22:10 mark: Submitted support request to Verio to change delegation / nameserver glue record IPs on wikimedia.org.
21:48 mark: Added IP 66.230.200.16 to browne, as the new ns0.wikimedia.org IP. Removed bogus 66.230.200.207 and 66.230.200.208 IPs, and killed the old firewall which didn't let any of the new IPs through.
12:27 Tim: Modified pybal to accept an optional configuration file name on the command line (pybal.py -f <filename>). Started a second instance on avicenna with the configuration file /etc/pybal/pybal-newip.conf, to load balance for 66.230.200.228. Modified source is in ~tstarling/pybal and avicenna:/usr/local/pybal.

10:32 river: starting to migrate services to the new network

August 18

21:30 jeluf: added 66.230.200.x aliases to all 207.142.131.x hosts
19:59 brion: set dbs back to read-write
19:55 brion: apparently cogent has returned our old ips until monday
19:50 brion: route to old ips suddenly back for many people. waiting to hear more details
18:50 brion: we've been assigned new ip space, people are trying to figure out how to attach stuff to it
17:50 brion: kyle got in touch with charles, apparently cogent deleted or re-advertised our ip space. they're trying to figure out what happened and fix it
17:30 brion: pmtpa more or less inaccessible. called powermedium to have them investigate. texted kyle to see if he's available to look

August 17

22:59 brion: resynced php files on yf1017; bad copy had extra language files leftover, breaking th.wikipedia.org
15:00 domas, river: fixed broken mail configuration which caused delays in mail delivery, now returning 55xs for most of clients for more serious reasons instead of 450s on DNS failures.

August 16

19:07 brion: resyncing common on srv21, had old wiki list
18:01 brion: upgraded leuksman.com to apache 2.2.3 and php 5.2.0rc1
06:43 brion: restarted enwiki dump, it got eaten by dead mysql servers
01:30 brion: restarted apache on bart in response to reports of very slowness. tim found threads stuck in futex state. boooo. evil!

August 15

21:40 brion: updating interwiki table for wikiversity
21:13 brion: refreshLinks on frwiktionary, see if it trims bugzilla:7023
20:19 brion: added wikiversity-l
16:04 brion: polish file dump available
14:34 river: fixed upload dirs for wikiversity. added account on zedler for brendang (OpenSolaris developer) to work on dtrace scripts.

▶ **Records shown**:

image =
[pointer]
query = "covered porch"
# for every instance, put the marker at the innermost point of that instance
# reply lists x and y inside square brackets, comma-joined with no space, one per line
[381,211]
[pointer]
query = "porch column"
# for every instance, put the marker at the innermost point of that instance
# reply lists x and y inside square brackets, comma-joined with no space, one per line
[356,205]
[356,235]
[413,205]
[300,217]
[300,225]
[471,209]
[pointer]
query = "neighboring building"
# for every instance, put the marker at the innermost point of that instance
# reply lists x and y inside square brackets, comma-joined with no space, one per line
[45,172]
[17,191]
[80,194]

▶ **Brief**:
According to the server log, which IP address was added to browne as the new ns0.wikimedia.org address? The listing is not required for this work.

▶ **Task result**:
66.230.200.16